WORK ITEM:
Answer these questions about the Fergus Walsh profile:
1. Since what year has he been the BBC medical correspondent?
2. On which BBC1 news programs is he most likely to be seen?
3. For which investigative TV program does he also report?

PASSAGE:
----------
Best known for:
Fergus Walsh is a medical journalist for the BBC and has reported on a wide range of issues, from medical research to ethics and both domestic and global disease threats.
Fergus Walsh has been the BBC medical correspondent since 2006. He has won several awards for medical journalism, and has been commended for his work in making important health topics more understandable to the public.
Fergus Walsh is the BBC’s medical correspondent. He works across television, radio and online, but is most likely to be seen on the Six and Ten O’Clock TV News on BBC1. His reports are seen globally via BBC World News. He can be heard on the Today programme and Radio 5 Live. He has a BBC blog: some of his online reports have had more than one million hits in a day. Fergus also reports for Panorama, the world’s longest-running investigative TV programme. He has written and presented documentaries on topics including cancer, antibiotics, multiple sclerosis, brain imaging, paralysis and gene editing.
----------
DATA EXTRACTS:
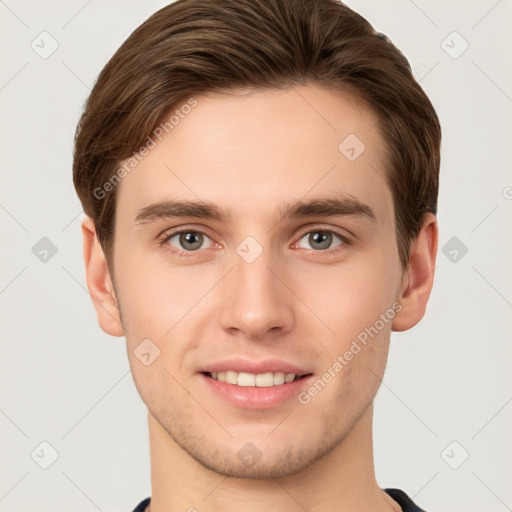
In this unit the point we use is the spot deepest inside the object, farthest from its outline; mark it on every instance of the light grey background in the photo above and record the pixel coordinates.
(66, 383)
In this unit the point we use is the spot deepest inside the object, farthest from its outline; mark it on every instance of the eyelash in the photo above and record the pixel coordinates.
(347, 241)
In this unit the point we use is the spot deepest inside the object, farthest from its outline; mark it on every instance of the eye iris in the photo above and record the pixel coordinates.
(322, 238)
(191, 238)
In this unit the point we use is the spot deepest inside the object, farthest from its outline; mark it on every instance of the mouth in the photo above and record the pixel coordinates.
(260, 380)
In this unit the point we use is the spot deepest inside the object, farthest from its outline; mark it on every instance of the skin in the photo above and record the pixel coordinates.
(252, 153)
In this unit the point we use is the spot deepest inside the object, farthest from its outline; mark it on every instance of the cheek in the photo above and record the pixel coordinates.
(350, 296)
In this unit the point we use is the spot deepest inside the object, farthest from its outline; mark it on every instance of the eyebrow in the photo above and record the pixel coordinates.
(329, 206)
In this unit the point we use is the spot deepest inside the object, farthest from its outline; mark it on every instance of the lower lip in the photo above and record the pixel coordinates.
(253, 397)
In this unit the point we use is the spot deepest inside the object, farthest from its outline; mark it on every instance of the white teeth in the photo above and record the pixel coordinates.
(231, 377)
(261, 380)
(279, 378)
(246, 379)
(264, 380)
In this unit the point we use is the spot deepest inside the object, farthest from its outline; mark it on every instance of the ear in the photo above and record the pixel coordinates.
(99, 282)
(418, 279)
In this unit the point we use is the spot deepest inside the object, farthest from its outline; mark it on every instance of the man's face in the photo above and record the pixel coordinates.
(269, 289)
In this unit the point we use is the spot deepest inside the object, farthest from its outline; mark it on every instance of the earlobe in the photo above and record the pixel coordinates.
(418, 279)
(99, 281)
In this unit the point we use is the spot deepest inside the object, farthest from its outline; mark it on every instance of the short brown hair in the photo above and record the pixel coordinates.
(197, 46)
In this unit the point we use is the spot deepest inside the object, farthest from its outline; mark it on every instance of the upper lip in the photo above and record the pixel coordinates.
(250, 366)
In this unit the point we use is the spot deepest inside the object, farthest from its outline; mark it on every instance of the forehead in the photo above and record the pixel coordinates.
(251, 149)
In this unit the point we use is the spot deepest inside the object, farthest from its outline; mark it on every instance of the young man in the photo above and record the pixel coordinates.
(260, 184)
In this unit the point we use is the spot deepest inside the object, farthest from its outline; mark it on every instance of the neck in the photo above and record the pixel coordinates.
(343, 480)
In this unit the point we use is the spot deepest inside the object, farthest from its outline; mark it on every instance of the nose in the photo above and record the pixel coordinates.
(256, 302)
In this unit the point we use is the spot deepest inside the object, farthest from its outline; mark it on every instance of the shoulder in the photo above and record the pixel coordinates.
(403, 500)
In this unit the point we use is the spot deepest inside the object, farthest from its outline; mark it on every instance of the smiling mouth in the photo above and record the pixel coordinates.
(261, 380)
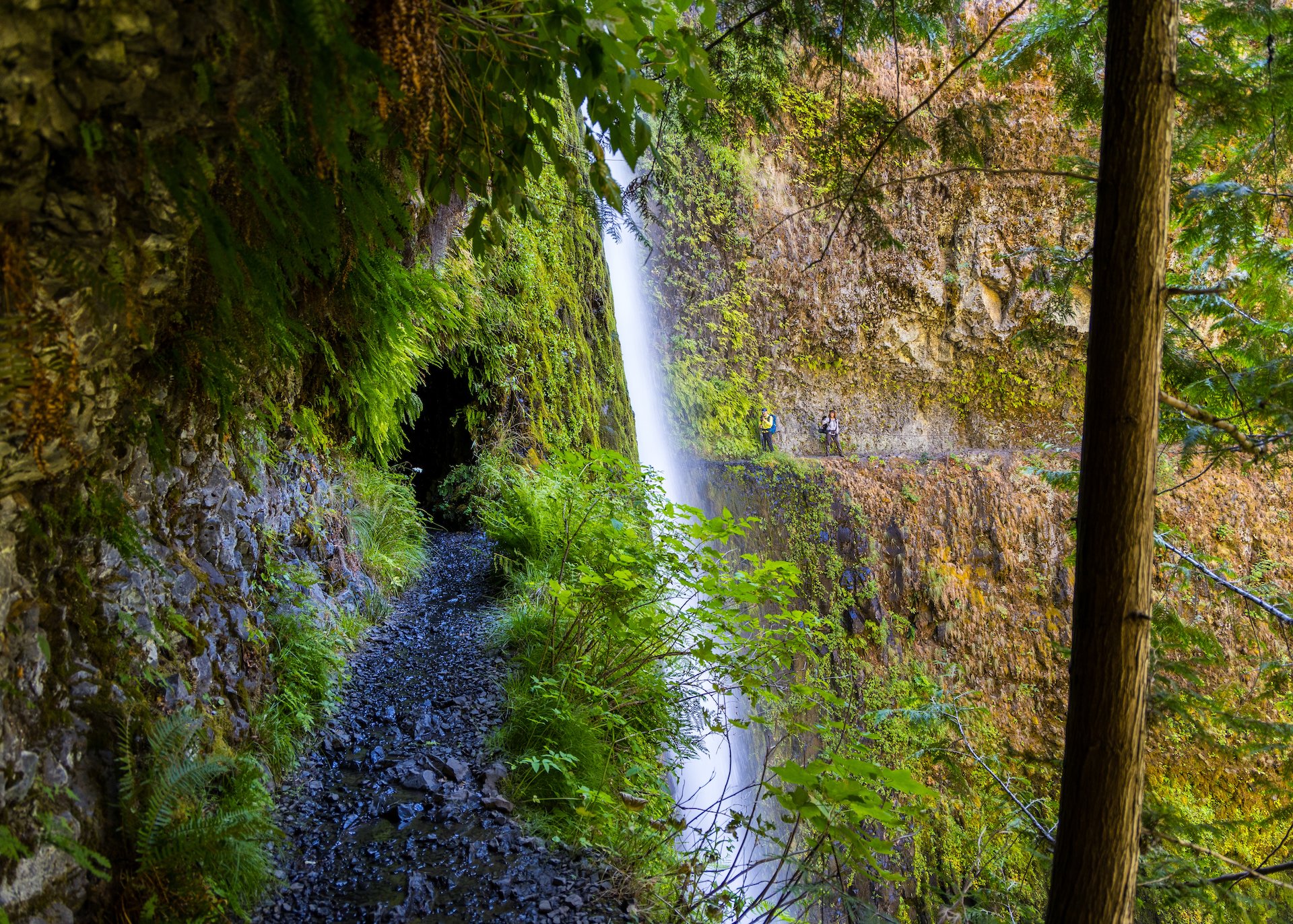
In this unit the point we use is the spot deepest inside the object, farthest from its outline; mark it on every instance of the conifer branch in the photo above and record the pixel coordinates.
(1242, 440)
(902, 121)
----------
PROBLEM SOLUTION:
1. 2006
2. The Six and Ten O'Clock TV News
3. Panorama